Report how many lines in the items below contain the string "tree". Give only the number.

━━ MATERIALS PROVIDED ━━

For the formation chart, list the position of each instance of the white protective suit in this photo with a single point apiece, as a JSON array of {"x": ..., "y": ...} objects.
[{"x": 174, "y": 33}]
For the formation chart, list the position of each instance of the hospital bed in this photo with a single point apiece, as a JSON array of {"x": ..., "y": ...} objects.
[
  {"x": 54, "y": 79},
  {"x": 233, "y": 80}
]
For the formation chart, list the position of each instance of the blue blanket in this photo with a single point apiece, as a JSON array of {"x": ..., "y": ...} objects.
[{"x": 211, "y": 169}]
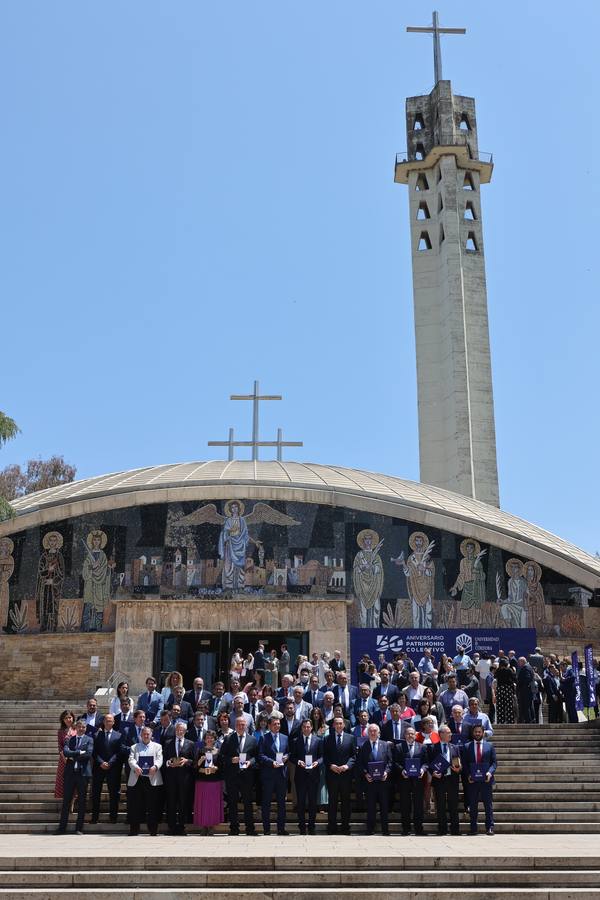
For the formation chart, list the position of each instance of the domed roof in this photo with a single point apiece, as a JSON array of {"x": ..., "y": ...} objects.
[{"x": 309, "y": 482}]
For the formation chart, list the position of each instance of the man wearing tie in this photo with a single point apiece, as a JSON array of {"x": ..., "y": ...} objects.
[
  {"x": 445, "y": 784},
  {"x": 313, "y": 695},
  {"x": 239, "y": 754},
  {"x": 374, "y": 750},
  {"x": 142, "y": 786},
  {"x": 307, "y": 754},
  {"x": 411, "y": 786},
  {"x": 365, "y": 702},
  {"x": 78, "y": 751},
  {"x": 108, "y": 763},
  {"x": 479, "y": 759},
  {"x": 178, "y": 756},
  {"x": 150, "y": 701},
  {"x": 273, "y": 775},
  {"x": 339, "y": 752},
  {"x": 197, "y": 694}
]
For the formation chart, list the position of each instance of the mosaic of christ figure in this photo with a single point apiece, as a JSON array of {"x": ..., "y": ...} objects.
[{"x": 235, "y": 537}]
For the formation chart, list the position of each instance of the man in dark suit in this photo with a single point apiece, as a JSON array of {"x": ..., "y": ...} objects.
[
  {"x": 313, "y": 695},
  {"x": 108, "y": 763},
  {"x": 525, "y": 680},
  {"x": 482, "y": 754},
  {"x": 165, "y": 730},
  {"x": 385, "y": 687},
  {"x": 239, "y": 754},
  {"x": 274, "y": 753},
  {"x": 345, "y": 694},
  {"x": 196, "y": 694},
  {"x": 176, "y": 701},
  {"x": 411, "y": 787},
  {"x": 306, "y": 752},
  {"x": 365, "y": 701},
  {"x": 445, "y": 784},
  {"x": 178, "y": 756},
  {"x": 374, "y": 750},
  {"x": 553, "y": 695},
  {"x": 339, "y": 752},
  {"x": 125, "y": 718},
  {"x": 78, "y": 751}
]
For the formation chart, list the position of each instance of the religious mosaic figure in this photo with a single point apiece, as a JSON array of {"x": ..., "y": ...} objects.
[
  {"x": 419, "y": 570},
  {"x": 513, "y": 610},
  {"x": 534, "y": 596},
  {"x": 7, "y": 567},
  {"x": 97, "y": 576},
  {"x": 367, "y": 577},
  {"x": 234, "y": 537},
  {"x": 51, "y": 574},
  {"x": 471, "y": 583}
]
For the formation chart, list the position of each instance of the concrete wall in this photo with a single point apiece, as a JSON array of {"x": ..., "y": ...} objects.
[{"x": 54, "y": 665}]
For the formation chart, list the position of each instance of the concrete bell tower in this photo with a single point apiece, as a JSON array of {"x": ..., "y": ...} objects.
[{"x": 444, "y": 172}]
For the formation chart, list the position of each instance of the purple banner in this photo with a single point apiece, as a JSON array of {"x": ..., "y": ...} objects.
[
  {"x": 575, "y": 667},
  {"x": 590, "y": 674}
]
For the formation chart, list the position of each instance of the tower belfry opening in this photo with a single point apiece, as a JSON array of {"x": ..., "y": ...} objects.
[{"x": 457, "y": 438}]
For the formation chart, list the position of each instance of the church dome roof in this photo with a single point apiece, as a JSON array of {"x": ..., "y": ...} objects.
[{"x": 308, "y": 482}]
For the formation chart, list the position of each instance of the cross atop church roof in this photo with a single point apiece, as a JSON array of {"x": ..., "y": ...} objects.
[
  {"x": 255, "y": 443},
  {"x": 436, "y": 30}
]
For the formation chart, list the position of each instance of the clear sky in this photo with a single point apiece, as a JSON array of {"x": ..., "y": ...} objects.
[{"x": 198, "y": 194}]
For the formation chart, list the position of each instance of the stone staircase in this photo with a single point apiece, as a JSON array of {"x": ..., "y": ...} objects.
[{"x": 548, "y": 777}]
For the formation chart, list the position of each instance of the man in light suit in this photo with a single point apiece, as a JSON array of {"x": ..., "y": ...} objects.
[
  {"x": 197, "y": 694},
  {"x": 142, "y": 790},
  {"x": 411, "y": 788},
  {"x": 307, "y": 778},
  {"x": 375, "y": 750},
  {"x": 273, "y": 774},
  {"x": 480, "y": 753},
  {"x": 150, "y": 701},
  {"x": 78, "y": 771},
  {"x": 339, "y": 753},
  {"x": 178, "y": 757},
  {"x": 108, "y": 764}
]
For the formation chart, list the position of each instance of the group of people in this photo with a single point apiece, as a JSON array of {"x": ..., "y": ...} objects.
[{"x": 410, "y": 734}]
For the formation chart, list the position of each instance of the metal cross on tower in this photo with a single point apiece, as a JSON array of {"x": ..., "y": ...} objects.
[
  {"x": 435, "y": 30},
  {"x": 255, "y": 443}
]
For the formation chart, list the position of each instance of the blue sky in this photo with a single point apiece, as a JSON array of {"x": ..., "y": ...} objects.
[{"x": 198, "y": 194}]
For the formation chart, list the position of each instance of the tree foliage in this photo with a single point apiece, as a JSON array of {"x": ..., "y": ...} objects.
[{"x": 37, "y": 475}]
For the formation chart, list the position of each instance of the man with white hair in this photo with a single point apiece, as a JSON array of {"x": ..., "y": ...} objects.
[{"x": 238, "y": 713}]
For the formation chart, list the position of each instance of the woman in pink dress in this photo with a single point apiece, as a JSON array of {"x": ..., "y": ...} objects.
[
  {"x": 66, "y": 731},
  {"x": 208, "y": 798}
]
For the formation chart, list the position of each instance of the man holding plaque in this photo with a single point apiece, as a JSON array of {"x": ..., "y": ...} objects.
[
  {"x": 178, "y": 757},
  {"x": 145, "y": 779},
  {"x": 479, "y": 759},
  {"x": 239, "y": 754},
  {"x": 375, "y": 762},
  {"x": 273, "y": 757},
  {"x": 445, "y": 765},
  {"x": 411, "y": 761},
  {"x": 307, "y": 753}
]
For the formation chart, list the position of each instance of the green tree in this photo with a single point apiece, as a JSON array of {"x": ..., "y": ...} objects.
[{"x": 8, "y": 430}]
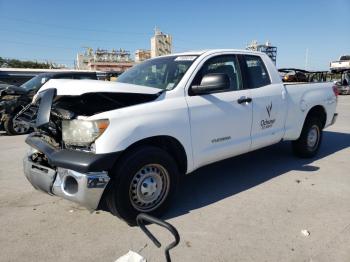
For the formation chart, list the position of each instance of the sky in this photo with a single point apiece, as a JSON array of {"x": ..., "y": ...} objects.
[{"x": 307, "y": 33}]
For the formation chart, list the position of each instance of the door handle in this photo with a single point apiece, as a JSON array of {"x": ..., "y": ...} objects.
[{"x": 244, "y": 99}]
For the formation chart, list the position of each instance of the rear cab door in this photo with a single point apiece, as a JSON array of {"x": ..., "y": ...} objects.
[{"x": 268, "y": 100}]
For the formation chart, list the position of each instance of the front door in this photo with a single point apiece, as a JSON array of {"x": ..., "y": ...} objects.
[{"x": 220, "y": 122}]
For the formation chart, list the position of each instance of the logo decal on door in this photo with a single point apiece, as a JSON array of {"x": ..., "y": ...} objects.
[
  {"x": 268, "y": 109},
  {"x": 267, "y": 123}
]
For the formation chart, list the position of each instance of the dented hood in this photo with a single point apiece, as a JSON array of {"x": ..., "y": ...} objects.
[{"x": 69, "y": 87}]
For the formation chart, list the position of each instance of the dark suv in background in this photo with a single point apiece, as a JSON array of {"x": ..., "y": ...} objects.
[{"x": 15, "y": 98}]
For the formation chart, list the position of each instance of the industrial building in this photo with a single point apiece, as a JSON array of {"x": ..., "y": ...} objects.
[{"x": 104, "y": 60}]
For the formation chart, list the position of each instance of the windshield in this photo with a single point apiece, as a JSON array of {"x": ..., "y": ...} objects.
[
  {"x": 35, "y": 83},
  {"x": 163, "y": 73}
]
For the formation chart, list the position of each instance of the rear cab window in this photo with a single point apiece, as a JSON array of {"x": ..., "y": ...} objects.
[
  {"x": 224, "y": 64},
  {"x": 256, "y": 71}
]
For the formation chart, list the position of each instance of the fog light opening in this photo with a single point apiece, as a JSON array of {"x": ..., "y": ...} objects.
[{"x": 70, "y": 185}]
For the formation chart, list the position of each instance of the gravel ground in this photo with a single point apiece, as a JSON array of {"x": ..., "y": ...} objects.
[{"x": 248, "y": 208}]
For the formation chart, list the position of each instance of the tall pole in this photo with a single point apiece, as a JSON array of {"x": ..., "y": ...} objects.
[{"x": 307, "y": 58}]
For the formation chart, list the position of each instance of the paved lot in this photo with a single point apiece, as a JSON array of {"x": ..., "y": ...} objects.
[{"x": 248, "y": 208}]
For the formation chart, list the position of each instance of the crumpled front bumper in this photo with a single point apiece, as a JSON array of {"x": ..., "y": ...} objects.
[{"x": 83, "y": 188}]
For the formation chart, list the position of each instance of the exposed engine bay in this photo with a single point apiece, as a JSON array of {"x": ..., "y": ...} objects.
[{"x": 48, "y": 111}]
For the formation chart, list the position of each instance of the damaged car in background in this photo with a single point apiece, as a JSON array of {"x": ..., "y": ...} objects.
[
  {"x": 123, "y": 146},
  {"x": 14, "y": 98}
]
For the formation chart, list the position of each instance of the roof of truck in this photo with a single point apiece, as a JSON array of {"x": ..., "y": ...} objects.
[{"x": 209, "y": 51}]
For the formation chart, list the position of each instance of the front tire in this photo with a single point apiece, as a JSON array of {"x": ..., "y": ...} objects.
[
  {"x": 143, "y": 181},
  {"x": 310, "y": 139}
]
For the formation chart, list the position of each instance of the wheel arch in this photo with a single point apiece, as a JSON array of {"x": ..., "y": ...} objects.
[
  {"x": 319, "y": 112},
  {"x": 167, "y": 143}
]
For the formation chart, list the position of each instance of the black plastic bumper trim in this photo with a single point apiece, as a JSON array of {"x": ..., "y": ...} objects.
[{"x": 83, "y": 162}]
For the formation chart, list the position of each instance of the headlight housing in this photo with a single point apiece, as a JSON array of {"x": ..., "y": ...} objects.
[{"x": 82, "y": 132}]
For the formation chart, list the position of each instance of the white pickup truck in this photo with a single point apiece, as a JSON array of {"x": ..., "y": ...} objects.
[{"x": 124, "y": 145}]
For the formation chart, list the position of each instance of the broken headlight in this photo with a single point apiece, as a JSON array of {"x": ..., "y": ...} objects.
[{"x": 82, "y": 132}]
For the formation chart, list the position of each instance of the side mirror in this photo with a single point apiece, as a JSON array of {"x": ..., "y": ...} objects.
[{"x": 212, "y": 83}]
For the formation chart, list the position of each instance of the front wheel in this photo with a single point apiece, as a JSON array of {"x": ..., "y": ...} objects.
[
  {"x": 144, "y": 181},
  {"x": 310, "y": 139}
]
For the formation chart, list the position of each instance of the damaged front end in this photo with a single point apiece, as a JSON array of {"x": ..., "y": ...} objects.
[{"x": 61, "y": 160}]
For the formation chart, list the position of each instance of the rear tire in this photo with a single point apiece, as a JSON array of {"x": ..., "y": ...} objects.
[
  {"x": 143, "y": 181},
  {"x": 310, "y": 139}
]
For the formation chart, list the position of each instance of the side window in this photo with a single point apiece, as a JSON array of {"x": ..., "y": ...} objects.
[
  {"x": 224, "y": 64},
  {"x": 257, "y": 72},
  {"x": 84, "y": 77}
]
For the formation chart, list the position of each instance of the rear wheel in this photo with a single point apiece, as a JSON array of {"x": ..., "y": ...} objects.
[
  {"x": 144, "y": 181},
  {"x": 310, "y": 139}
]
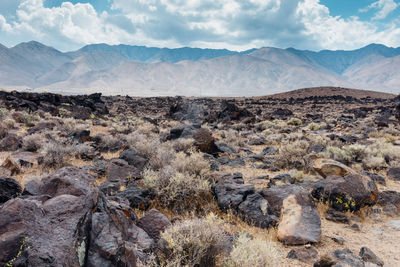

━━━

-- EXERCISE RESULT --
2